## BEGIN RECORDS FOR THIS TASK

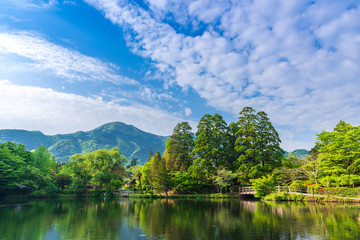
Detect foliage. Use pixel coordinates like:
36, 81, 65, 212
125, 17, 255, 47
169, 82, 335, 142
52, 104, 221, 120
250, 175, 275, 198
0, 122, 167, 164
264, 192, 292, 201
235, 107, 284, 184
212, 168, 238, 194
165, 122, 194, 171
66, 148, 126, 195
315, 121, 360, 186
0, 142, 57, 196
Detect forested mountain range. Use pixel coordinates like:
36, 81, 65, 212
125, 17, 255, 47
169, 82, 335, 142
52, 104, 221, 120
0, 122, 168, 164
0, 122, 308, 164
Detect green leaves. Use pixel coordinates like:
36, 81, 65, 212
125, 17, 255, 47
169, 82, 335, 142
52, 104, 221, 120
235, 107, 284, 184
315, 121, 360, 186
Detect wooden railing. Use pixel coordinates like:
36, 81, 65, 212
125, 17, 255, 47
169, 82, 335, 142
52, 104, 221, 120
239, 186, 360, 198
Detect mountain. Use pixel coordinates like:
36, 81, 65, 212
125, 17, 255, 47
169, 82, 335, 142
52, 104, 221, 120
0, 122, 167, 164
285, 149, 309, 159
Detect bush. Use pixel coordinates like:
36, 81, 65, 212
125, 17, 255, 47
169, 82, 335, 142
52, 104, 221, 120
264, 192, 290, 201
250, 175, 275, 198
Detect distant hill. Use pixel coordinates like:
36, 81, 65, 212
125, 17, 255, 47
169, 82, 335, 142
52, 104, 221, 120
0, 122, 167, 164
285, 149, 309, 159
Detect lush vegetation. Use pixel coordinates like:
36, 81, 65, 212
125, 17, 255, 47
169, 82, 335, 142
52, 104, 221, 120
0, 122, 167, 164
0, 107, 360, 198
0, 142, 57, 196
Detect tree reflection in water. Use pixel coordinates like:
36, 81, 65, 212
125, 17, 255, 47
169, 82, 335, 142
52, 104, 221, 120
0, 199, 360, 240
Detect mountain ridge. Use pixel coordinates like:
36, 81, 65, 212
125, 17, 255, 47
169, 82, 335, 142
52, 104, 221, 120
0, 122, 168, 164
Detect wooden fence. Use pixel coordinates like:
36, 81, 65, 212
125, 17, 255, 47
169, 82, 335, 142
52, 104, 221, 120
239, 186, 360, 197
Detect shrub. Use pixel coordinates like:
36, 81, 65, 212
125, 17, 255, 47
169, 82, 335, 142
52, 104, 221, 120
250, 175, 275, 198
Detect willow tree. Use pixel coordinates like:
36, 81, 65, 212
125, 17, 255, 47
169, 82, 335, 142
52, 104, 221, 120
315, 121, 360, 186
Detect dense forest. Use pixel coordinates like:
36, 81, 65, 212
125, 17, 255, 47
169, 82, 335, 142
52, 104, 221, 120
0, 107, 360, 196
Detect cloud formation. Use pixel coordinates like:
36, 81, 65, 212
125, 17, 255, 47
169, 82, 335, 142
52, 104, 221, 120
0, 80, 195, 135
0, 31, 138, 85
85, 0, 360, 142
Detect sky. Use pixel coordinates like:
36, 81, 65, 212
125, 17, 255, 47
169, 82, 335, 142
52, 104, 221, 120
0, 0, 360, 151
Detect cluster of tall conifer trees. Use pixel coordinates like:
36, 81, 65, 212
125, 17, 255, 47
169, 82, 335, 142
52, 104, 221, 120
137, 107, 284, 192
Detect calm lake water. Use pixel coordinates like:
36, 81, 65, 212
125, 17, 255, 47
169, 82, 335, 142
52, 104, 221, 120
0, 199, 360, 240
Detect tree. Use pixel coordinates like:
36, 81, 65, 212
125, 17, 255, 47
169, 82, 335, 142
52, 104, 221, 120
250, 175, 275, 198
150, 152, 172, 197
315, 121, 360, 186
212, 168, 238, 194
32, 146, 56, 172
255, 111, 285, 171
189, 114, 227, 182
0, 143, 26, 195
54, 174, 72, 190
129, 158, 139, 167
129, 165, 144, 194
235, 107, 284, 184
166, 122, 194, 171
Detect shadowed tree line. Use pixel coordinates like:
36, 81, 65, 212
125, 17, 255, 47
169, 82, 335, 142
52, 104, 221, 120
0, 107, 360, 197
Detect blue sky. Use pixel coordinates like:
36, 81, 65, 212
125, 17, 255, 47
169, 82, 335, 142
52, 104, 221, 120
0, 0, 360, 151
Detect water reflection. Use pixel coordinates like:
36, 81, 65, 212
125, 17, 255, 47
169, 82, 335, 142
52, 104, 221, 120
0, 199, 360, 240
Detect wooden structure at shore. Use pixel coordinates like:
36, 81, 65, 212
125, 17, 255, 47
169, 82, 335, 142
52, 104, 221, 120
239, 186, 360, 198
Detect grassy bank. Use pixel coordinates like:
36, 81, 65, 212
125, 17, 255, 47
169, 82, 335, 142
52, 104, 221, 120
263, 192, 360, 203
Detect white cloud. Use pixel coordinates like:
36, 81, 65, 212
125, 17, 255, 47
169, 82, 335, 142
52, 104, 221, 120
184, 108, 192, 117
86, 0, 360, 140
0, 29, 138, 85
0, 80, 195, 135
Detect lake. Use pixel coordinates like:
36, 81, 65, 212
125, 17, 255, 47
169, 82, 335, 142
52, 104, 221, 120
0, 199, 360, 240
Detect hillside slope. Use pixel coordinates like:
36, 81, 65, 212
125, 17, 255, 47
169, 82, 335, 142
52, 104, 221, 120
0, 122, 167, 164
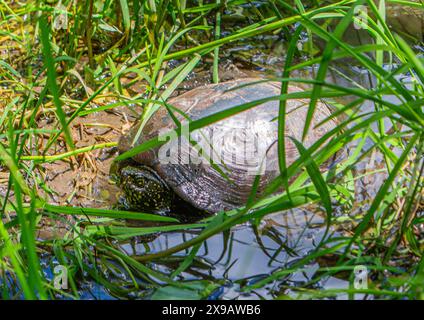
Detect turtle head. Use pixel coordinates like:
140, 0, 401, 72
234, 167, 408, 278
119, 165, 173, 214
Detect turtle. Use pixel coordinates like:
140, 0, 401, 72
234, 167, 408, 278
114, 78, 337, 215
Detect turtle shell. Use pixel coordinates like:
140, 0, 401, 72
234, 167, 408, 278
119, 78, 336, 213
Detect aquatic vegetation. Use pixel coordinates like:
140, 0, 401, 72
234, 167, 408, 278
0, 0, 424, 299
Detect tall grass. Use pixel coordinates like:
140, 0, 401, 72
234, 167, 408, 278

## END RECORDS FOR THIS TASK

## [GOAL OF THE EXERCISE]
Retype the records word for word, starting at the line that contains "Detect turtle head." and continuing through the end of the records, with both of those ends included.

## [TASK SOLUTION]
Detect turtle head. Use pixel coordinates like:
140, 0, 401, 72
234, 167, 408, 278
119, 165, 173, 214
Detect turtle. Use pixel coordinates like:
140, 0, 401, 72
234, 167, 408, 278
114, 78, 337, 215
Detect turtle shell. Use pixel coordinates like:
140, 0, 401, 72
234, 167, 408, 278
119, 78, 336, 213
Detect aquatic vegetation. Use pixel coordinates like:
140, 0, 401, 72
234, 167, 408, 278
0, 0, 424, 299
Detect tall grass. Use pixel coordinates like:
140, 0, 401, 72
234, 167, 408, 278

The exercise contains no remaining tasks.